Stored entries
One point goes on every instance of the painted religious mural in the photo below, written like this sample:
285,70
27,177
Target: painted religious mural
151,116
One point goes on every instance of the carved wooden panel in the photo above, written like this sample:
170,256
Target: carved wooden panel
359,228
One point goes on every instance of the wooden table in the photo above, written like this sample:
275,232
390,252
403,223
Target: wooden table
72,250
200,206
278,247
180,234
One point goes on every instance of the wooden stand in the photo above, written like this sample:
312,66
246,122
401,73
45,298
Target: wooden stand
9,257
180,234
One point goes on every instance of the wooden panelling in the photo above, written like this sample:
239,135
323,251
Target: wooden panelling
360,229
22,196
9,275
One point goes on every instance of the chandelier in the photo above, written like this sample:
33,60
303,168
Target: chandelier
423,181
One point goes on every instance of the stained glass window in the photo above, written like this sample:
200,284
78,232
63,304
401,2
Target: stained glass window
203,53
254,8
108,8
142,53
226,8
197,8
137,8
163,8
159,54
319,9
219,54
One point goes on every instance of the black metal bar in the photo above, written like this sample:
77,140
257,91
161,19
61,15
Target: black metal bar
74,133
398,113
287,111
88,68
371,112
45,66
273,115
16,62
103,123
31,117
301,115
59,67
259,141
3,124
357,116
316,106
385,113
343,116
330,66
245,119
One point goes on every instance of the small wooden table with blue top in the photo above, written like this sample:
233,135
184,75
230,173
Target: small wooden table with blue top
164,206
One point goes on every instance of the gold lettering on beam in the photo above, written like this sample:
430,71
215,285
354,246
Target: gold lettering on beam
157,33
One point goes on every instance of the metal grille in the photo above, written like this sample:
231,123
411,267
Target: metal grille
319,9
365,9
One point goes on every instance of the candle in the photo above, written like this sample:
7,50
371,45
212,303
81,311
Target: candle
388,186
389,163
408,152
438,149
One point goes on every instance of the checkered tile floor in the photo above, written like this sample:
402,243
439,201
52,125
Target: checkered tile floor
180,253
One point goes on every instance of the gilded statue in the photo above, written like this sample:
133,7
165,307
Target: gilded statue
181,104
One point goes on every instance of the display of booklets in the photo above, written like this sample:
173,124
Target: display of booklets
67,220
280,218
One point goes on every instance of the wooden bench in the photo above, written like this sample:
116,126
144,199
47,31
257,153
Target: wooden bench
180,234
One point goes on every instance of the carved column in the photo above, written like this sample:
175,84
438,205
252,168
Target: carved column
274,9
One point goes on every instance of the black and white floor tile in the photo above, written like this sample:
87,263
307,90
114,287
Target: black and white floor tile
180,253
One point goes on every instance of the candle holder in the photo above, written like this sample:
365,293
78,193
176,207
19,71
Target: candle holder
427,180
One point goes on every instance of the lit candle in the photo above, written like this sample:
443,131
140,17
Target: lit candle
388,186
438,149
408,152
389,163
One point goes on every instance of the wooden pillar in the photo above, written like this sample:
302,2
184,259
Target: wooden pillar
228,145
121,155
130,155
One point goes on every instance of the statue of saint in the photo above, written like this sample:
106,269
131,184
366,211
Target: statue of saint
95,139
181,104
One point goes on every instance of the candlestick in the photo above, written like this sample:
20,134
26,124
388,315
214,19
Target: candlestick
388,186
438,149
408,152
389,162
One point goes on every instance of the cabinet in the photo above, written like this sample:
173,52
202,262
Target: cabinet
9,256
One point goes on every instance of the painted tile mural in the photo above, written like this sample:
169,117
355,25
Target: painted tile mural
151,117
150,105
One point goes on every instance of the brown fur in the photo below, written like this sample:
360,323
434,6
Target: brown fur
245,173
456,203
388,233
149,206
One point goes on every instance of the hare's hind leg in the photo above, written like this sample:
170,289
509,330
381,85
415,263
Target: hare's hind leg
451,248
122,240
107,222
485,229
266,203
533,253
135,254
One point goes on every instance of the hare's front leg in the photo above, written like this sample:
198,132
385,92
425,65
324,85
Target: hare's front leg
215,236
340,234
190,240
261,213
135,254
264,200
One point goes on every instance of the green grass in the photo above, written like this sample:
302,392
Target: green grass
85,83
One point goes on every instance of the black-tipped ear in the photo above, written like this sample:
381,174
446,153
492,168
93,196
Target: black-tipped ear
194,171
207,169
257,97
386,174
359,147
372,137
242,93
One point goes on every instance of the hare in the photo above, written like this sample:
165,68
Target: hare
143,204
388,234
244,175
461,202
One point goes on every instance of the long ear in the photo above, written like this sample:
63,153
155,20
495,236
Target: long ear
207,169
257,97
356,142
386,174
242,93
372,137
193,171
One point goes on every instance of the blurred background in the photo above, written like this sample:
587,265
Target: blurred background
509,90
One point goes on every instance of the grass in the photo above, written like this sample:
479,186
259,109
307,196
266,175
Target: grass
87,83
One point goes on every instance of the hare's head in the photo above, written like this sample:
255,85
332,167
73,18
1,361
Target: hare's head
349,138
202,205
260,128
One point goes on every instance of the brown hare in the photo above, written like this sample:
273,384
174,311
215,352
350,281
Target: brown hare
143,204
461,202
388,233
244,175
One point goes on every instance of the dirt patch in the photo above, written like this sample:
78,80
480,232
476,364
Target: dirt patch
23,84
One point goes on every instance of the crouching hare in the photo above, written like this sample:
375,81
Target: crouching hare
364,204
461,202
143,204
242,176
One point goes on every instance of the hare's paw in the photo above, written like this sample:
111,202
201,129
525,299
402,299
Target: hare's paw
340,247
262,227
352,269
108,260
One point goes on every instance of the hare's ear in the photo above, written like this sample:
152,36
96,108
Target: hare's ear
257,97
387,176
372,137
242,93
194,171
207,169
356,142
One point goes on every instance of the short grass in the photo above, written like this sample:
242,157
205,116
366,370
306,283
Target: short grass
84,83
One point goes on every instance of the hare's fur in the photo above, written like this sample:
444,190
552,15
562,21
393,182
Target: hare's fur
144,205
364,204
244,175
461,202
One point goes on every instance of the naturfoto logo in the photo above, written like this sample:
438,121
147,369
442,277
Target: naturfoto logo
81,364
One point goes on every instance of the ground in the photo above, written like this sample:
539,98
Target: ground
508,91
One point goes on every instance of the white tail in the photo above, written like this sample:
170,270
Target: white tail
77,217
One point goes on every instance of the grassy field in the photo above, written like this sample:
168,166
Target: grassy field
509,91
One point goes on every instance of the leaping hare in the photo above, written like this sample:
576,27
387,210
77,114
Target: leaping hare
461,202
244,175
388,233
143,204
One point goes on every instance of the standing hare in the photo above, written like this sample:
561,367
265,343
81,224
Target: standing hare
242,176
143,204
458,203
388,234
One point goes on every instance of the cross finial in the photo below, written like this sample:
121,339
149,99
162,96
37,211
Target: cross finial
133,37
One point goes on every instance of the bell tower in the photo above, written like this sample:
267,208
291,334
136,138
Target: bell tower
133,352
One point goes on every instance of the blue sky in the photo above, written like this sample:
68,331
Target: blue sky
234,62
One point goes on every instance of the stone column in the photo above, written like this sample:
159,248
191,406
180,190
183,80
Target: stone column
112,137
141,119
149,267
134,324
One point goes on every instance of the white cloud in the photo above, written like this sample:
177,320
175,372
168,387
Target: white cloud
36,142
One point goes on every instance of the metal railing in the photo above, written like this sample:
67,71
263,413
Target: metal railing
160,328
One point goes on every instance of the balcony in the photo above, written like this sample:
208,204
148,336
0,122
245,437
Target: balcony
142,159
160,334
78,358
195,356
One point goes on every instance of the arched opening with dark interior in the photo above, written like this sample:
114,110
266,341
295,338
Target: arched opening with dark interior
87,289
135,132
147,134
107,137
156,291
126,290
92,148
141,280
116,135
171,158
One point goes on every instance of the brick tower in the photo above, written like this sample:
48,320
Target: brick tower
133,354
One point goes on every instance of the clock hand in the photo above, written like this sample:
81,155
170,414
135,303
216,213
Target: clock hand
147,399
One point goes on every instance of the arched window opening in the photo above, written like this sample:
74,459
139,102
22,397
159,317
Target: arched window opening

**Stated exercise**.
Retype exactly the lines from the one containing "One point goes on every instance of the leaping" through the last line of the records above, including both.

**Answer**.
One point goes on every instance of the leaping hare in the photo above, written like this sample:
576,27
387,210
77,114
Target: leaping hare
461,202
244,175
388,233
143,204
One point goes on every instance of the standing hare in the photo above, written like this sample:
561,367
265,343
81,224
Target: standing hare
242,176
143,204
458,203
388,234
One point goes on every instance of the cross finial in the photo below, written like this sample:
121,339
149,99
162,96
37,211
Target: cross finial
133,37
One point goes on every instance of the bell tower in the photo above, written like this sample:
267,208
291,334
136,138
Target: bell tower
133,352
One point goes on every instance of the blue sky in the photo above, written like this sample:
68,331
Target: blue sky
234,62
One point goes on every instance of the stone column in the photo above, written like this sample:
159,248
191,406
180,190
183,80
Target: stone column
112,137
141,119
149,267
134,324
One point goes on every instance of the white cloud in the photo above, written like this sample:
177,320
175,372
168,387
Target: white cloud
36,142
One point goes on every instance of the metal railing in the photo above, written like this sample:
67,71
263,413
Target: metal railing
160,328
One point goes on every instance of the balcony in the photo above, written like this sample:
208,204
148,336
0,122
245,437
Target: balcony
142,159
160,334
78,358
195,356
One point goes on every instance of the arched opening with dark interior in the photo above, written like this sample:
114,110
266,341
295,338
Target: arched opening with dark interior
87,289
135,132
147,134
107,137
156,291
126,290
92,148
141,280
116,135
171,158
One point goes on every instance of the brick tower in the photo above, written like this sample:
48,320
Target: brick tower
133,354
One point goes on every instance of the clock hand in the photo above, written like this sample:
81,155
170,414
135,303
216,213
Target: clock hand
147,399
One point goes on every instance of the arched window opening in the photo above, written like this sample:
74,459
139,102
22,397
159,317
Target: arched window opening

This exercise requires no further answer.